Task to complete.
Format the items below as a Markdown table with two columns, Row and Item Line. Put each line's number in Row and the line itself in Item Line, leaving out blank lines.
^^^^
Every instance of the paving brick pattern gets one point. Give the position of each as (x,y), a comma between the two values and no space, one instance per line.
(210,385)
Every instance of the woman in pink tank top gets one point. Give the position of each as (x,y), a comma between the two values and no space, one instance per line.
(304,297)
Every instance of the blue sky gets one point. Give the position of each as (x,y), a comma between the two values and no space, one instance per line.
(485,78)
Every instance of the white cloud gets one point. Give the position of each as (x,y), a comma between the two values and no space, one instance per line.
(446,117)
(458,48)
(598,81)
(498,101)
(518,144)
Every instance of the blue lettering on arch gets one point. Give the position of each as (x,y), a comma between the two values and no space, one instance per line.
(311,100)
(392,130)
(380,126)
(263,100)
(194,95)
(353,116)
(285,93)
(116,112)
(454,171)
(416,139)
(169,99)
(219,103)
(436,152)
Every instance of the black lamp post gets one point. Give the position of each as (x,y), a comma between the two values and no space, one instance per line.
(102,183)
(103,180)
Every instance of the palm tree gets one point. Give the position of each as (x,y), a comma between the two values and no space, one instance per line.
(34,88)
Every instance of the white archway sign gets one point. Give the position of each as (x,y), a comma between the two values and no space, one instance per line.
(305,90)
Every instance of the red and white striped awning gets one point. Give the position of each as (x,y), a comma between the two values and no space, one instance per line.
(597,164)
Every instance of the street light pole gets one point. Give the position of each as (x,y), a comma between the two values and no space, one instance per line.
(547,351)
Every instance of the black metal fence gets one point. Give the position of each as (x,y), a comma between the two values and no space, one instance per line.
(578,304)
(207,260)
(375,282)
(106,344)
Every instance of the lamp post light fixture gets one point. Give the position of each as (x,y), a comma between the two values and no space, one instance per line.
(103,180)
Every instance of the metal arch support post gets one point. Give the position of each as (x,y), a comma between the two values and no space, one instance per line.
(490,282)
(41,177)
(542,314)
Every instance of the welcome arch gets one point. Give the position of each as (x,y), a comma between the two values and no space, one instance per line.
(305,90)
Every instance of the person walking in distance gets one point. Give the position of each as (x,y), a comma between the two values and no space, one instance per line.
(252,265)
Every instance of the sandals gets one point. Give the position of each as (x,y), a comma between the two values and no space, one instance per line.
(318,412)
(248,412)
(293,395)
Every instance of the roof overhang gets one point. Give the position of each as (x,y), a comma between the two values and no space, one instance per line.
^^^^
Complete output.
| Row | Item Line |
|---|---|
| 1 | Every instance of the paving brick pattern gets one point. Give the position of each as (x,y), a comma between the two values and no space, one instance per line. |
| 2 | (210,385) |
| 3 | Every instance of the woman in pink tank top gets one point. Give the position of each as (x,y), a comma between the two values and no space, one instance per line. |
| 4 | (304,297) |
| 5 | Every instance of the blue sky gets one point. Give the position of each as (x,y), a comma between the two values and no space, one instance per line. |
| 6 | (485,78) |
| 7 | Every instance of the white cloud gets one point. Give the position of each as (x,y), a comma between the two values and no space, one instance per line. |
| 8 | (446,117) |
| 9 | (458,48) |
| 10 | (598,81) |
| 11 | (498,101) |
| 12 | (518,144) |
| 13 | Every instance of the blue lettering on arch gets one point. Give the position of each as (x,y), a comma between the two values and no space, one instance per line. |
| 14 | (311,100) |
| 15 | (392,130) |
| 16 | (380,126) |
| 17 | (263,100) |
| 18 | (194,95) |
| 19 | (353,116) |
| 20 | (285,93) |
| 21 | (116,112) |
| 22 | (454,171) |
| 23 | (416,139) |
| 24 | (169,99) |
| 25 | (219,103) |
| 26 | (436,152) |
| 27 | Every instance of the black lamp post gets one point. Give the position of each as (x,y), a comma between the two values and no space, one instance per line. |
| 28 | (102,183) |
| 29 | (103,180) |
| 30 | Every instance of the palm tree gets one point. Give the position of each as (x,y), a comma between the two values and no space, one instance per line. |
| 31 | (34,88) |
| 32 | Every instance of the white archway sign gets one point. Give the position of each as (x,y), a comma between the two values and no space, one instance per line. |
| 33 | (305,90) |
| 34 | Every instance of the red and white striped awning gets one point. Give the position of each as (x,y), a comma between the two values and no space, one instance per line. |
| 35 | (597,164) |
| 36 | Every instance of the street light pole gets one point. Give the position of each as (x,y), a comma between the two values and no space, one instance per line. |
| 37 | (547,351) |
| 38 | Every instance of the black metal fence gets one point. Give the position of each as (x,y), a comma between the two values and no space, one instance per line. |
| 39 | (578,304) |
| 40 | (207,260) |
| 41 | (375,282) |
| 42 | (106,344) |
| 43 | Every instance of the lamp post light fixture gets one point. Give the position of each as (x,y), a comma between the two values and no space, one instance per line. |
| 44 | (103,180) |
| 45 | Every instance of the metal arch support post gets one point. Give the position of each as (x,y), a comma between the two values and no space, one instance per line. |
| 46 | (490,282) |
| 47 | (41,177) |
| 48 | (542,314) |
| 49 | Every instance of the welcome arch gets one point. Give the position of each as (x,y), a comma between the two values and no space, one instance per line. |
| 50 | (305,90) |
| 51 | Every instance of the person walking in distance gets one point. Give the position of each as (x,y), a comma between the two values and no space, one instance per line. |
| 52 | (252,265) |
| 53 | Every instance of the sandals gets one point. Give the position of each as (x,y), a comma between the two values and no space, one instance per line. |
| 54 | (318,412) |
| 55 | (248,412) |
| 56 | (293,395) |
| 57 | Every instance of the roof overhang gets one point. Give the position of each as (x,y), a comma between the two values and no space, one instance per line. |